What you need to do:
1. According to the forum thread on snapper names below, what is the scientific name of the Black Snapper?
2. Carry on the forum thread about snapper names below from the point where it stops.

Source:
That is the problem with common names and regs. We should be using latin names, MUCH less confusing, at least regs wise.

_Lujanus griseus_ = what is typically known around here as black or mangrove snapper. A different species than _L. cyanopterus_ aka cubera snapper.

Honestly I have no idea what a "true black snapper" is. I cant even find it on FWCs website. Also, sometimes because a fish is a called a snapper doesnt mean it is! For example, white snapper are not even close to be being Lujantids!


----------



## snapperfan

JD7.62 said:


> Black snapper, mangrove,snapper, mango snapper, great snapper....all of these terms are correct....and wrong.
> 
> That is the problem with common names and regs. We should be using latin names, MUCH less confusing, at least regs wise.
> 
> _Lujanus griseus_ = what is typically known around here as black or mangrove snapper. A different species than _L. cyanopterus_ aka cubera snapper.
> 
> Honestly I have no idea what a "true black snapper" is. I cant even find it on FWCs website. Also, sometimes because a fish is a called a snapper doesnt mean it is! For example, white snapper are not even close to be being Lujantids!



Thank you!
There is no "black" snapper in the federal regulations either.
http://www.gulfcouncil.org/fishing_regulations/regulations_matrix/Site/Regulations_Matrix.html


----------



## CountryFolksCanSurvive22

Here is a few from yesterday.


----------



## MrFish

Mangrove snappers. With the one being a red porgy(aka white snapper).


----------



## CountryFolksCanSurvive22

This is why people stay so pissed off at the state bc a lot of regs aren't very clear. I've seen plenty of grey snapper caught on tv but I don't see anything grey looking about these. Can understand the color change mentioned earlier but when you put in your handbook that black snapper dont have a size limit, it could get interesting in court. Oh yeah almost forgot...seen BILL DANCE yesterday at the dock when we were heading out! Guess its a small world after all.


----------



## Sizuper

Hopefully this will help clear it all up. 

There is a Black Snapper included in the Florida fishing regs because there *is* indeed a species of snapper native to Florida waters called the Black Snapper. It can be found from around the Melbourne area on the SE Atlantic coast all the way to Key West. It's rarely seen by most Florida coastal/inshore anglers because it is rarely found in less than 100 feet of water. 

It's scientific name is Apsilus dentatus, so although it is a true snapper (family Lutjanidae), it is not closely related to most snappers like Grey & Red Snappers (most of which are of genus Lutjanus), and thus it would never be mistaken for another snapper species in Florida. The only other snappers of genus Apsilus live in Africa (African forktail snapper) and the East Indies & Australia (Yellowtail blue snapper.

*Here's what the Black Snapper looks like: *











The other two snappers discussed here do look similar, but upon closer inspection (especially the teeth), it is clear which one is which. 

*The Grey Snapper (Lutjanus griseus):*











*The Cubera Snapper (Lutjanus cyanopterus):*













The Grey Snapper is also called Mangrove Snapper because it is loves to inhabit the root system of mangrove shorelines. It is also called Mango snapper because some people can't pronounce the word very well, and they are/were trying to say "Mangrove", and others heard them and thought "Mango" was their real name. It's the same way that "Jawfish" became "Jewfish" before being changed to Goliath Grouper. Why folks in the panhandle call the Grey Snapper a Black Snapper is anyone's guess.

Entries:
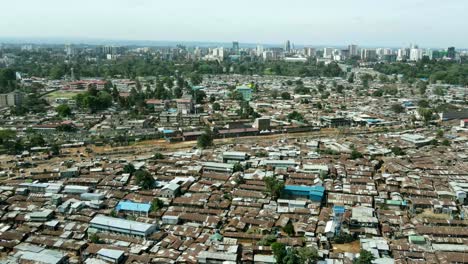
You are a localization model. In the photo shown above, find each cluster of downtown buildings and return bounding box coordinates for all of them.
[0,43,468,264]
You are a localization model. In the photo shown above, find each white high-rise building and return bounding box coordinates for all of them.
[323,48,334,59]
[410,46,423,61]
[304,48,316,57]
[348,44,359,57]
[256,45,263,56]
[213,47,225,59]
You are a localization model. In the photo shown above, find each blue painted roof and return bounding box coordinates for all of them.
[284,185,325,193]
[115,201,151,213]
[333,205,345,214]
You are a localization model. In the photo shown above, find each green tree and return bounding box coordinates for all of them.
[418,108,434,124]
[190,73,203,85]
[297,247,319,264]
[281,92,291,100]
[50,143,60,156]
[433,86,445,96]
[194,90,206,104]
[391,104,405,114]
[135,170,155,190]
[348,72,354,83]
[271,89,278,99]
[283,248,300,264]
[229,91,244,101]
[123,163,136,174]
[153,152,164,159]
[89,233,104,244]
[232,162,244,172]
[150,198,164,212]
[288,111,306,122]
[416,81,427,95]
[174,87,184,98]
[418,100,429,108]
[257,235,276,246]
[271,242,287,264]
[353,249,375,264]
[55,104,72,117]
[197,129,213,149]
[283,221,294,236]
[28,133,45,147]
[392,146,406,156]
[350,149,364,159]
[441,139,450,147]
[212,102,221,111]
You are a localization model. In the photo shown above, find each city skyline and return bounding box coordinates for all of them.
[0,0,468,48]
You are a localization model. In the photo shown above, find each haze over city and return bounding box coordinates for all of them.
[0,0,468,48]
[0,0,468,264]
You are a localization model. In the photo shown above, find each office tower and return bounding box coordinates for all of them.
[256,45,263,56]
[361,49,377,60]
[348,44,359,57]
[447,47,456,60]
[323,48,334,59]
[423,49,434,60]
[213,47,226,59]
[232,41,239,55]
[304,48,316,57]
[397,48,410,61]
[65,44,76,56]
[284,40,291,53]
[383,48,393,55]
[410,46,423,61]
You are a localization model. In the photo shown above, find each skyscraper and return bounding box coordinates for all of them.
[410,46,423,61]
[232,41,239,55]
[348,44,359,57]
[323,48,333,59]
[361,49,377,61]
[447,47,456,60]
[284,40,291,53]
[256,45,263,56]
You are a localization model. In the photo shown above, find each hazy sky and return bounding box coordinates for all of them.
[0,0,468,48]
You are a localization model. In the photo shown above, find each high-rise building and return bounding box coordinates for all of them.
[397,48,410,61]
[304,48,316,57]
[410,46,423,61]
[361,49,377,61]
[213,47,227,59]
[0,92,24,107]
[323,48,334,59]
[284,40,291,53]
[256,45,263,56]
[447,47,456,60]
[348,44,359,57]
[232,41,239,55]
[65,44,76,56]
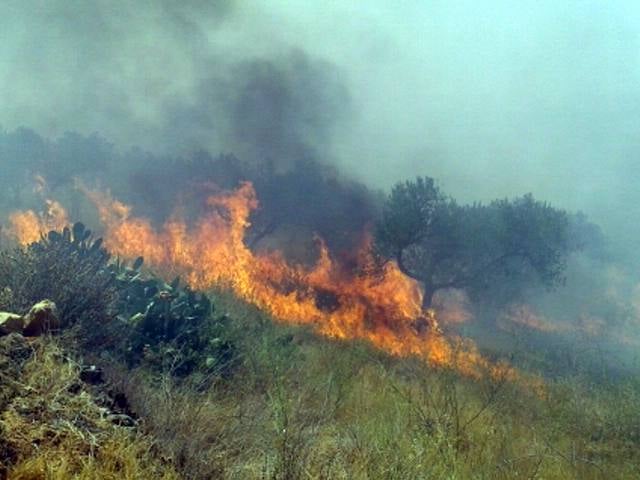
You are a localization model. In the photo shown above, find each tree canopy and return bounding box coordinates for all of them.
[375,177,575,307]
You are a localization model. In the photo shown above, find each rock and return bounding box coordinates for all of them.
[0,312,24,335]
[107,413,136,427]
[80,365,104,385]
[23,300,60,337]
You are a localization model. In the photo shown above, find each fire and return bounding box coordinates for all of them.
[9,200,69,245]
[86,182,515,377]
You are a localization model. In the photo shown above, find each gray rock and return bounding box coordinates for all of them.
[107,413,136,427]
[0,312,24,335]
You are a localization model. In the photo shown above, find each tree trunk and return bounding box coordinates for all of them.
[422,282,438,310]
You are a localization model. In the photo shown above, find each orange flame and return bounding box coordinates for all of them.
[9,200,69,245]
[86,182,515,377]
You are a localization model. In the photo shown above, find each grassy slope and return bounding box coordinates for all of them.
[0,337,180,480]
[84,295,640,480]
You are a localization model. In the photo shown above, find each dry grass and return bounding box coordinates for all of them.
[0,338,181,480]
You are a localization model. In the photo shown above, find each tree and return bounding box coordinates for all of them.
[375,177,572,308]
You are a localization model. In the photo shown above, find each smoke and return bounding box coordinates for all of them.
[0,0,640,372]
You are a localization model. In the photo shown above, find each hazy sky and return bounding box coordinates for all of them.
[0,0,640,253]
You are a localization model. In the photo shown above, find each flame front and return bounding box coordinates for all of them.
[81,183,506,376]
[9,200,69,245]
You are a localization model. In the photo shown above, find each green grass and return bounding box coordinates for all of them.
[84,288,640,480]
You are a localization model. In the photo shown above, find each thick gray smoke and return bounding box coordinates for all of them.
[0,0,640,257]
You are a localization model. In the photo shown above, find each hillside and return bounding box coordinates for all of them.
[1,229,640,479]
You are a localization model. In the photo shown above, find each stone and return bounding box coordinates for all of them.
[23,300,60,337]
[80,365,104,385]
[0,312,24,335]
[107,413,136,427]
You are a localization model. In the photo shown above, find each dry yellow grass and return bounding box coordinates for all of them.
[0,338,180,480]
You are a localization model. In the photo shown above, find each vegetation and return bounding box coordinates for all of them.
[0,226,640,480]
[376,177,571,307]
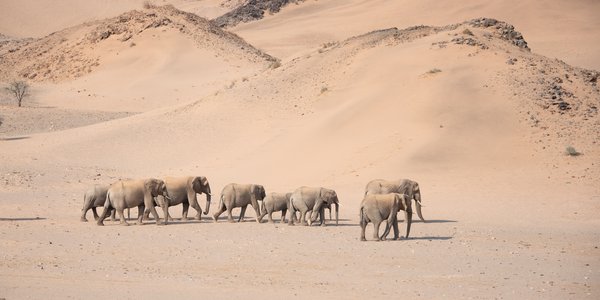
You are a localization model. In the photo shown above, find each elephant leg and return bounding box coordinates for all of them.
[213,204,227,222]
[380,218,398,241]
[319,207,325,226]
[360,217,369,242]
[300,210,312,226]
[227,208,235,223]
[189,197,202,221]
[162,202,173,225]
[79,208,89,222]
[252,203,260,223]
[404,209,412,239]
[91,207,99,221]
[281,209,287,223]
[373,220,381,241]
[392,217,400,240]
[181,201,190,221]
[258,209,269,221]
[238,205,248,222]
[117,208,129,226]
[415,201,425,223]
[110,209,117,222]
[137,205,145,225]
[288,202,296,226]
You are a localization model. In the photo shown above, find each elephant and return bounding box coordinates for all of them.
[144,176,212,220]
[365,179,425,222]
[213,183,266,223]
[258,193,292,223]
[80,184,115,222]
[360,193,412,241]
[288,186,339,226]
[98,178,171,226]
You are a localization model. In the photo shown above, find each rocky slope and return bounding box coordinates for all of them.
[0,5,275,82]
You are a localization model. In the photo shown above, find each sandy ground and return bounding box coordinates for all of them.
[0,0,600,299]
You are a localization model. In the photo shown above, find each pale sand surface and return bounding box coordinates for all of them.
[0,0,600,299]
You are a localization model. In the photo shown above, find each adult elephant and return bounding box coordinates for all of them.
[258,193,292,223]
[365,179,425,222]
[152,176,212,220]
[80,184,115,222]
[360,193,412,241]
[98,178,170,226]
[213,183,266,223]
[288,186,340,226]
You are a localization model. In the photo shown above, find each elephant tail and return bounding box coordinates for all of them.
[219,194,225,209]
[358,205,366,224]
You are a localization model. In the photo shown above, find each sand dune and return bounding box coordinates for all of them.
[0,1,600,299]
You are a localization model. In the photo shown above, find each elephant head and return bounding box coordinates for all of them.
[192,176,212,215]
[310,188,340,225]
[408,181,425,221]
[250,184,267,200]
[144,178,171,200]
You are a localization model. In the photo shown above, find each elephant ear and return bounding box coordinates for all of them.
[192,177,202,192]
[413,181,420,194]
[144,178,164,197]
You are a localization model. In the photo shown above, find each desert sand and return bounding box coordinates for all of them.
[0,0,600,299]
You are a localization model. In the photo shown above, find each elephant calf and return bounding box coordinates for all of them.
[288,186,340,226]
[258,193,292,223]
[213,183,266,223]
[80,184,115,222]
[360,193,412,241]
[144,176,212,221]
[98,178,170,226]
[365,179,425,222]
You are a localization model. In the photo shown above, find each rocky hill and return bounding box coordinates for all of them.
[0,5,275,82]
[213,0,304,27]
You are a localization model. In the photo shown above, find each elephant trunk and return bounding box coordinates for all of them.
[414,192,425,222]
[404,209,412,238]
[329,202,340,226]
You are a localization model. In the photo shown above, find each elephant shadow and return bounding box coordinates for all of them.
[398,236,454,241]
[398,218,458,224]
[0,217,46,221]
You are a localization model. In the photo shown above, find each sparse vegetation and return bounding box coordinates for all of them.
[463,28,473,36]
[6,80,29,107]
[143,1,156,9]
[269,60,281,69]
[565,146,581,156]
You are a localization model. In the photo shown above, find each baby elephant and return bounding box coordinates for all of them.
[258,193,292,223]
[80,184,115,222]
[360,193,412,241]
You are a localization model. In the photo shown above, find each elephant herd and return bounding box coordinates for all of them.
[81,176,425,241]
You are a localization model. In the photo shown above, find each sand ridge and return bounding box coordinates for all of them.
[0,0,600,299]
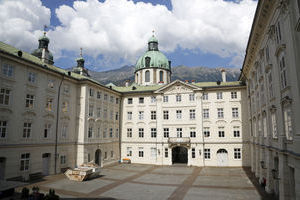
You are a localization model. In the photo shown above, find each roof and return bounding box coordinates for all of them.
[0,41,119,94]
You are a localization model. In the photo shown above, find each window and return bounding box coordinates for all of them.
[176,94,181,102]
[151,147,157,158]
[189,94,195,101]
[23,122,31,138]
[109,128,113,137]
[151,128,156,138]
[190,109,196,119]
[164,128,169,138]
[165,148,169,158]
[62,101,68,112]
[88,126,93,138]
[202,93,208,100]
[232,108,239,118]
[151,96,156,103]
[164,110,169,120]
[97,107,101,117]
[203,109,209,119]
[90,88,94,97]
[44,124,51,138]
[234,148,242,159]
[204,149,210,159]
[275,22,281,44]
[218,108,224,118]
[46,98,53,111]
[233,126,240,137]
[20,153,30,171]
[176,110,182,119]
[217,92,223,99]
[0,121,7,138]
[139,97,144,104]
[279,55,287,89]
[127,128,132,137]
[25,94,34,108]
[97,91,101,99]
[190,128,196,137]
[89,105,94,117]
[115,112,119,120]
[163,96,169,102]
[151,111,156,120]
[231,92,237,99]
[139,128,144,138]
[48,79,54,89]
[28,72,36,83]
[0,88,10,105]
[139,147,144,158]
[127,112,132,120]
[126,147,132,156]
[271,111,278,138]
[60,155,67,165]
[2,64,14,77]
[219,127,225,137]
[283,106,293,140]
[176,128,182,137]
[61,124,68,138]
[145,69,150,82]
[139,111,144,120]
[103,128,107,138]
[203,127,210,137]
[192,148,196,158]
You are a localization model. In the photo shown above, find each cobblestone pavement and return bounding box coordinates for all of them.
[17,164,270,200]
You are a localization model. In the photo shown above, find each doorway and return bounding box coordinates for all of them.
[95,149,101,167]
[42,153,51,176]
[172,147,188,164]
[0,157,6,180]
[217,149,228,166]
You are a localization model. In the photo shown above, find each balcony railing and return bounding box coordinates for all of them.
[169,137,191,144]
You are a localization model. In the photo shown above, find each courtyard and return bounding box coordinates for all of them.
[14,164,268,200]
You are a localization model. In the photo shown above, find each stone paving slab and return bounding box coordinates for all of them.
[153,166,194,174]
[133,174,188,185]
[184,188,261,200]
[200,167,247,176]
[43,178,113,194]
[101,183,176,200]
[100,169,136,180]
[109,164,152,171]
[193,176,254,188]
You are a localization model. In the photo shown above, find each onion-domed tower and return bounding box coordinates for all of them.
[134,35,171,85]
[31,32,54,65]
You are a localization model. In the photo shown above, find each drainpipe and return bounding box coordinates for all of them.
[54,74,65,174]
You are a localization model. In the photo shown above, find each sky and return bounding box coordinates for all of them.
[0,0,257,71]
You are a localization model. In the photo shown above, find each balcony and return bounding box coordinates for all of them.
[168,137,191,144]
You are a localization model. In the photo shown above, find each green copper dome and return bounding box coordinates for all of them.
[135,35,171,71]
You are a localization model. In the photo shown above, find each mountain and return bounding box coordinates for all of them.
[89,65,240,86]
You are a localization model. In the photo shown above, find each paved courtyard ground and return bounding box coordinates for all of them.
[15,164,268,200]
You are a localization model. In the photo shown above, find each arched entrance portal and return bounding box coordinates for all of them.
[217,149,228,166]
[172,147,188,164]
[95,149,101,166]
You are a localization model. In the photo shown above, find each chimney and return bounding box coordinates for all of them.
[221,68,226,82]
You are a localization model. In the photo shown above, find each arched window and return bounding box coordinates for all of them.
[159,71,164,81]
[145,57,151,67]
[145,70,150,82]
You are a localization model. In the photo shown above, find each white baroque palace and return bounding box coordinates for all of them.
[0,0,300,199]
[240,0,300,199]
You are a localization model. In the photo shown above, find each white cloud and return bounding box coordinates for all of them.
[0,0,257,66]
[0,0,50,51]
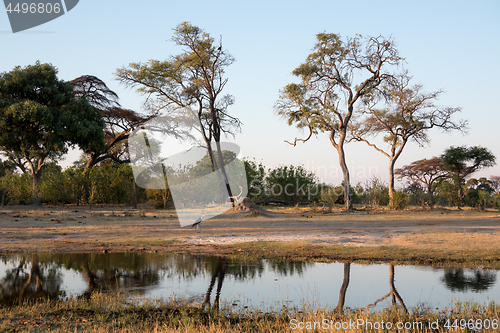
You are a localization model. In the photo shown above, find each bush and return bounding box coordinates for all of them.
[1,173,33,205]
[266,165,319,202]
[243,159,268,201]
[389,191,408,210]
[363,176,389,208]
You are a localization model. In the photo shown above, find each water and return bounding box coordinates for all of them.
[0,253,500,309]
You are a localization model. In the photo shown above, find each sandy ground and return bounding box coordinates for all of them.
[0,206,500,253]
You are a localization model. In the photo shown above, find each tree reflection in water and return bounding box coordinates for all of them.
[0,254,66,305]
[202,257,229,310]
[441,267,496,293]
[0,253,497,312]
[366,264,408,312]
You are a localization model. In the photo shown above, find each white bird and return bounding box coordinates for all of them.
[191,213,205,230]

Results for each task:
1. Apsilus dentatus

2.
I've traveled around the country a lot to fish and have always been partly fascinated and partly annoyed at how it happens that so many people call very common fish by different names. Living in New England was the worst for this. I grew up in the south and had a really difficult time understanding what anyone was talking about for awhile, because they call Flounder "Fluke", they call a Spot a "Lafayette", they call Tautog "Blackfish", they call Scup "Porgy", etc. When I moved there I was so excited that everyone said that Snappers could be caught all over the place in the summer...only to find they were all really talking about baby Bluefish. 

I had the same problem in reverse in freshwater. I learned to fish freshwater in the heartland northern states, and when I started to venture from salt water to fresh water in Florida, I had no idea what people were talking about when they said Stumpknockers, Shellcrackers, Copperheads, Speckled Perch, etc. Took awhile to figure out these were really Spotted Sunfish, Redear Sunfish, Bluegills and Crappie. 

Then you have the fish that people call "Pogy" in the southeast, "Bunker" in the northeast, "Hardheads" in the mid-Atlantic states, and "Fatbacks" in the western Gulf, but nowhere does anyone seem to call them their actual name, Menhaden. 

To this day I don't understand why people don't just call a fish what it's name is, but I've given up trying to figure it out.


----------



## weedline

sounds like u know what u are talking about, i was trying to bring up the same point but i have caught and seen caught many so called black/mangrove /grey snapper that were 10 to 25 lbs out of destin, the world record is 18 they are not bright like the picture u have but i cant believe we have filleted many world record fish all the charter guys know they are cuberas thay just dont talk about it


----------



## weedline

and with all our northern mackerel, rock salmon, codfish and black snappers in the panhandle a menhaden is still a menhaden lol


----------



## Yakavelli

Five years and still haven't learned the importance of punctiation...


----------



## NKlamerus

You forgot about the white tuna holding that Cubera.


----------



## navkingfisher

no, that was a big eye tuna!


----------



## Lyin Too

You're both wrong. That's a splittailed snapper.


----------



## 706Z

Some from last week;















Sent from my iPhone using Tapatalk


----------



## 155SprtFsh

*Mangrove Red Snapper*

"Lutjanus Argentimaculatus"...This is what we catch at 3 Mile and around docks in the Intercoastal Waterway....End of the story.


----------



## 155SprtFsh

Gray (Mangrove)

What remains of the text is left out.